Given information:
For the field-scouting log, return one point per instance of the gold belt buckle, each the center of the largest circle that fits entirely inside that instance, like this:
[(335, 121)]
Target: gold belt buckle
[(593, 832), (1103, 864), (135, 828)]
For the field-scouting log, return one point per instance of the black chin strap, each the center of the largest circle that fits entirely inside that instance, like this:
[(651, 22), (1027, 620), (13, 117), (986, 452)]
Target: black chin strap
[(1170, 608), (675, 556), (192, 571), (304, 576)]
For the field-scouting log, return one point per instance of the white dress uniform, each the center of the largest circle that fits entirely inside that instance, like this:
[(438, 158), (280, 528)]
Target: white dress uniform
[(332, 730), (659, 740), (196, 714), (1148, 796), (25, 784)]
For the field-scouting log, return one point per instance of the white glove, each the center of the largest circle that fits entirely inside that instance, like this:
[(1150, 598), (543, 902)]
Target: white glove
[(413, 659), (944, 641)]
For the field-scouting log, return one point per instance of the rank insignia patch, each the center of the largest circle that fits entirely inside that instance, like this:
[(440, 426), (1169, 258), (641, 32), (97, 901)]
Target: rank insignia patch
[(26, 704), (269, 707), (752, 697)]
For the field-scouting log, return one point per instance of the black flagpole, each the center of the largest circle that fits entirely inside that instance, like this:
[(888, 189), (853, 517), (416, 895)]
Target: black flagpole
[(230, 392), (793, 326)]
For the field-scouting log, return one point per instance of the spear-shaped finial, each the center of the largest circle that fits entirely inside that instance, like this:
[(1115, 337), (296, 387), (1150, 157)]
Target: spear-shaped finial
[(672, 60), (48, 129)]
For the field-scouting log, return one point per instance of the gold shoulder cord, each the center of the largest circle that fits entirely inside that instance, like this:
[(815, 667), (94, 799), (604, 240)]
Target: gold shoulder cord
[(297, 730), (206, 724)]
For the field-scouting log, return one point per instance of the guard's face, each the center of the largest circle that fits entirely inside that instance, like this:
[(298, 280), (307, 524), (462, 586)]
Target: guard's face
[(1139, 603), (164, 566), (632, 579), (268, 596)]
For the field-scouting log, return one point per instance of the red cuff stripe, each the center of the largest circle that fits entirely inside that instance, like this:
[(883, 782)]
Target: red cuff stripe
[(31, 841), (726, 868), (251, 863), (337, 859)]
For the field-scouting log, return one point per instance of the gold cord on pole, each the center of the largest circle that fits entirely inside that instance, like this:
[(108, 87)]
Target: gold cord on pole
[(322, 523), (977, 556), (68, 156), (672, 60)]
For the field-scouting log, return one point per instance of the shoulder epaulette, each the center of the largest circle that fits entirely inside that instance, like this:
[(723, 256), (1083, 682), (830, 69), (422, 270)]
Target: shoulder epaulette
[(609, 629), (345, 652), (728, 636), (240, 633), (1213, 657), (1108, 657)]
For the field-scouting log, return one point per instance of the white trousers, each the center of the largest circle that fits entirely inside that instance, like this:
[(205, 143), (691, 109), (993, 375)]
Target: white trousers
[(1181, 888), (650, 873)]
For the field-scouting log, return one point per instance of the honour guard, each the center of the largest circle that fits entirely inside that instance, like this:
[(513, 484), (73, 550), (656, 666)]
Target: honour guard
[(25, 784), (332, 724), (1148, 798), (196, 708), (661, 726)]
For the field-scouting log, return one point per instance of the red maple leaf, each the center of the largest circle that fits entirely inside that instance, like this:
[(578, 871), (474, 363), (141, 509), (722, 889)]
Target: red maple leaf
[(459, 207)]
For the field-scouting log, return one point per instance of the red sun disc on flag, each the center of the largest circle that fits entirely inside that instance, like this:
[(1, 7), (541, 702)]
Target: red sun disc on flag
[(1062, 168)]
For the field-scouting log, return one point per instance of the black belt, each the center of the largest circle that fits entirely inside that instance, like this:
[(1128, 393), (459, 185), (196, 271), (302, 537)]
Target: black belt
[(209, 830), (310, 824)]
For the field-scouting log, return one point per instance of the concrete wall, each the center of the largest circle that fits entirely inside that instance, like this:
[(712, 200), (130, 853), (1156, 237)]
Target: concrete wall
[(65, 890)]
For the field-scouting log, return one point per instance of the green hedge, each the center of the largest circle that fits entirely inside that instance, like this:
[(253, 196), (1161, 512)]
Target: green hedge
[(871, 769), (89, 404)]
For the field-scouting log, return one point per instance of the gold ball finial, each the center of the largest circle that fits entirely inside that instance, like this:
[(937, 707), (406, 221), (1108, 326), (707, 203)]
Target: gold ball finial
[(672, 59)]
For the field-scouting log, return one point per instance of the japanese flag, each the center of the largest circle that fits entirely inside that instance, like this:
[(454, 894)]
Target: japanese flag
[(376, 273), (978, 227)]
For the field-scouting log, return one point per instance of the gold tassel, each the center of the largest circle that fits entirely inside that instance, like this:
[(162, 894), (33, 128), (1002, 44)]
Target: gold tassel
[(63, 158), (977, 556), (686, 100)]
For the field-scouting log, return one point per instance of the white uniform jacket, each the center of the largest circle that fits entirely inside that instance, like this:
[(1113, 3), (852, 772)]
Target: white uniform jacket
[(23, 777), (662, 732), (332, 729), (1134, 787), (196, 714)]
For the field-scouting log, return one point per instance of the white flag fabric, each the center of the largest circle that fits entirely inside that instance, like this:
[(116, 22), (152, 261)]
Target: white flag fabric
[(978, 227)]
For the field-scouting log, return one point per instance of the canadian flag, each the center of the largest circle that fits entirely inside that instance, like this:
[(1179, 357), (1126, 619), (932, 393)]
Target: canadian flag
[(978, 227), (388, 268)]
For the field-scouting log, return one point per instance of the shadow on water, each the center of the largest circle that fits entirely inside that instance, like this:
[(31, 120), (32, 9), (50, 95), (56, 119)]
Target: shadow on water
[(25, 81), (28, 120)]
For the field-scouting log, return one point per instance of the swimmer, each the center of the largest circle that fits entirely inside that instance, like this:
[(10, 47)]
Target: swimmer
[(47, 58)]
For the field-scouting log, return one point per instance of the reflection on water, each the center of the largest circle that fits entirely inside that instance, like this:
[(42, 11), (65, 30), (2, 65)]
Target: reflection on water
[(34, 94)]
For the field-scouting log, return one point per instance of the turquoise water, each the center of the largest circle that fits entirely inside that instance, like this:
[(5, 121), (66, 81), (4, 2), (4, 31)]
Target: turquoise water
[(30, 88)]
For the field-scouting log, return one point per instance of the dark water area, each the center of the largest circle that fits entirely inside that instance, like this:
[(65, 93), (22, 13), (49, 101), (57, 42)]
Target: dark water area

What is being asked: Rewrite the lines from the start of the items through the line that contains "[(593, 832), (1103, 864), (135, 828)]", both included, with the requests kept. Scale only the point coordinates in the answers by 1.95 and round each to a whole number, with halves rounding up.

The completed task:
For the field-scouting log, return one point per instance of the gold belt buckle, each the center of the largest circle that fits entirely inside that instance, like this:
[(335, 121)]
Target: gold belt buckle
[(1156, 1622), (2151, 1685), (263, 1615)]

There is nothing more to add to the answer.